Directions for this task => Print the records below exactly, and do not carry over any picture.

Working data =>
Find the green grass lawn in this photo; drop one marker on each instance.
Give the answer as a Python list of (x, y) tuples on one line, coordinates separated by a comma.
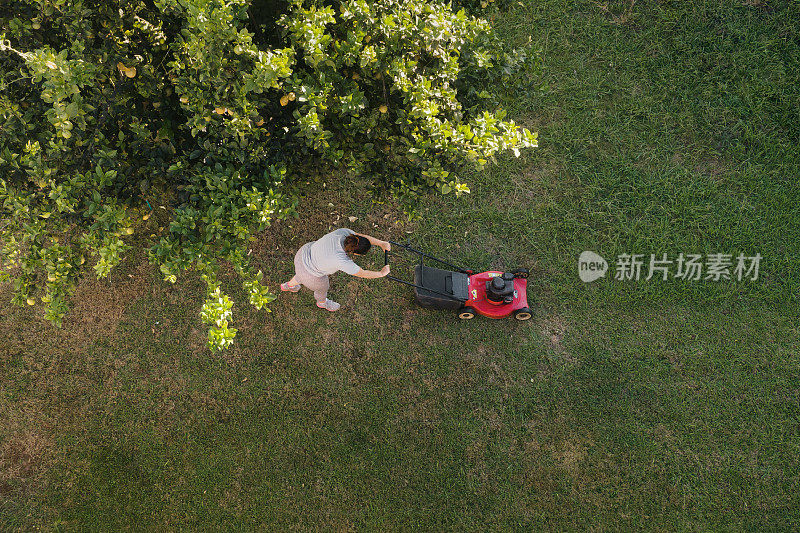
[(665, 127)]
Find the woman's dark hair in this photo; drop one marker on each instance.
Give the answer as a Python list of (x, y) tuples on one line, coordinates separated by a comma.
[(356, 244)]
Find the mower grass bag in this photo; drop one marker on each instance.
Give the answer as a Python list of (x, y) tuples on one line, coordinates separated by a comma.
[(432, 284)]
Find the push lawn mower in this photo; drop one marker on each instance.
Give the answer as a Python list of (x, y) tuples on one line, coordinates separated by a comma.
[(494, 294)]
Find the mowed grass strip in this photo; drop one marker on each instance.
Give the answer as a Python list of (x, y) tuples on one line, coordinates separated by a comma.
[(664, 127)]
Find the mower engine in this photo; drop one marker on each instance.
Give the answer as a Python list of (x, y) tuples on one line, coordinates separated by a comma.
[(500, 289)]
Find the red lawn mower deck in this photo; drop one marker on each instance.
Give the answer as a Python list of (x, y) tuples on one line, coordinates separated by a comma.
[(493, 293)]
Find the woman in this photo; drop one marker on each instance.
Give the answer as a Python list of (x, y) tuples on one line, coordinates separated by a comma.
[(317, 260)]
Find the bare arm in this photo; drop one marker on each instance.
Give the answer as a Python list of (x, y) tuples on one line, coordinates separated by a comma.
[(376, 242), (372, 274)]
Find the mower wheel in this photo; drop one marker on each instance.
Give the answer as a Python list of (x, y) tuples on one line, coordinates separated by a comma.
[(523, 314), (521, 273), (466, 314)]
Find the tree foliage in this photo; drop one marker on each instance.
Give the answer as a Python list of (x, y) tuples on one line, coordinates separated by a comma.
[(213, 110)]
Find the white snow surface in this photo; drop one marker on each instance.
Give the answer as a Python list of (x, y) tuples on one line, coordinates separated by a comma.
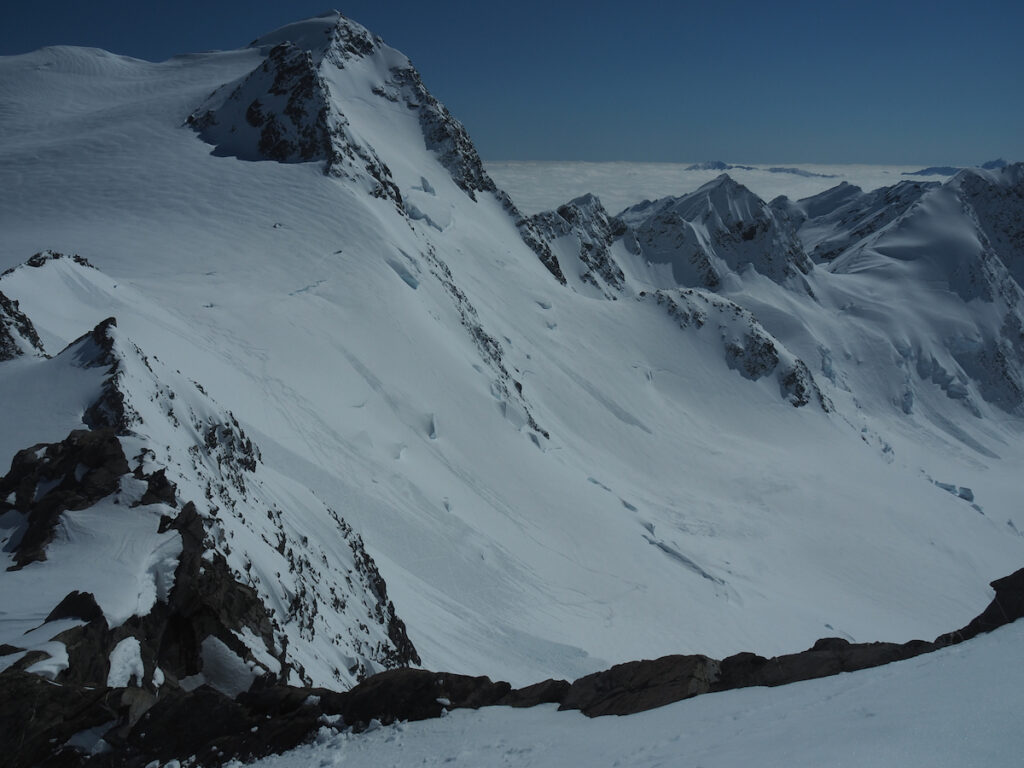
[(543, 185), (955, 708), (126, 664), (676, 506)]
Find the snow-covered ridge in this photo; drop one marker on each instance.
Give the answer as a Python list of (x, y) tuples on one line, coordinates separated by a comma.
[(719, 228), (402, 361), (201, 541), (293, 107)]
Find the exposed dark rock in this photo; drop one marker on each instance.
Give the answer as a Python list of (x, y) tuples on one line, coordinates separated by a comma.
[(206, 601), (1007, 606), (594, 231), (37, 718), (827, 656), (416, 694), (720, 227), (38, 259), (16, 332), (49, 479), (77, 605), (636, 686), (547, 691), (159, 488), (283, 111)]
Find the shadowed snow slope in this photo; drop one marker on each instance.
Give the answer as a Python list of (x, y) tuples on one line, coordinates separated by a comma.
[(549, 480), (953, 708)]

Response to this task =>
Find the green grass lawn in this photo; drop one marker on each instance.
Give the answer as a Python list of (x, y) tuples on one line, coordinates separated by a comma.
[(665, 127)]
Find the woman's dark hair in this photo; drop one marker on each instance.
Give the answer as a Python list of (x, y) tuples on one line, coordinates separated by a comma.
[(356, 244)]
Find the mower grass bag in this photo; drop one marker on each instance.
Give the answer as a Python list of (x, y) tuples on one line, coordinates separated by a comma.
[(432, 284)]
Find the push lawn mower in this photo; drop one marker on each instance.
Give the answer as a Python list of (x, y) tuples on one line, coordinates separated by a comma.
[(494, 294)]
Find the mowed grass strip in this photo; drop one marker on each instance.
Give the answer as a Python list of (x, y) tuples on one line, coordinates separated by a comma.
[(664, 127)]
Find the mower engine in this photo; drop one marker on each instance.
Give the answer as a Python list of (x, y) tuples on one line, coordinates separated by a comma.
[(500, 289)]
Find the red lawn mower deck in this photo; drop one marker on each instance.
Give the answer as a Python list of (x, y) tuples on one line, coordinates separated by a comma.
[(493, 293)]
Find the woman in this photo; drop one marker on each instance.
Give the answer as a Python list of (x, y) tuples on one line, coordinates separated by a comma.
[(317, 260)]
Find the bare arm in this photo; drop one marker on each instance.
Give the answer as a Python list of (x, y) tuples on one line, coordinates separated by a comma.
[(376, 242), (372, 274)]
Find the mower wheel in this photo; drop one marker on each instance.
Give the answer as a Python list of (x, y) tuples on one line, coordinates separated by a comma.
[(523, 314), (521, 273), (466, 314)]
Find the tree foliage in this photo; drop one marker on each instance.
Give the answer as a Python list of (x, y) tuples on one line, coordinates separated by a comma.
[(213, 110)]
Find the white snow surface in this photo; drop one marker on each instance.
Give the answer as a Python list of (x, y) tuples on one line, coordinates separated by a comma.
[(543, 185), (955, 708), (126, 664), (676, 506)]
Find the snow-covered ridge in this photo; drop one marker on each instance.
Give the answer as a Python list of (x, y) tuples on one line, coordinates separated by a comma.
[(719, 228), (402, 361), (201, 541), (293, 107)]
Find the exposed dark rock in this photo; drop one marker on each instance.
Give the answer as a Python list of (x, y) tuples on one line, coordinates separated by a comma.
[(206, 601), (1007, 606), (594, 231), (37, 718), (827, 656), (416, 694), (720, 227), (38, 259), (16, 332), (49, 479), (77, 605), (636, 686), (547, 691), (159, 488), (283, 111)]
Find the shadowed snow slope in this photo; drop one marker on each instance.
Give the answer as a Python list of (x, y) tuples on one line, coordinates separated by a comma.
[(549, 480), (953, 708)]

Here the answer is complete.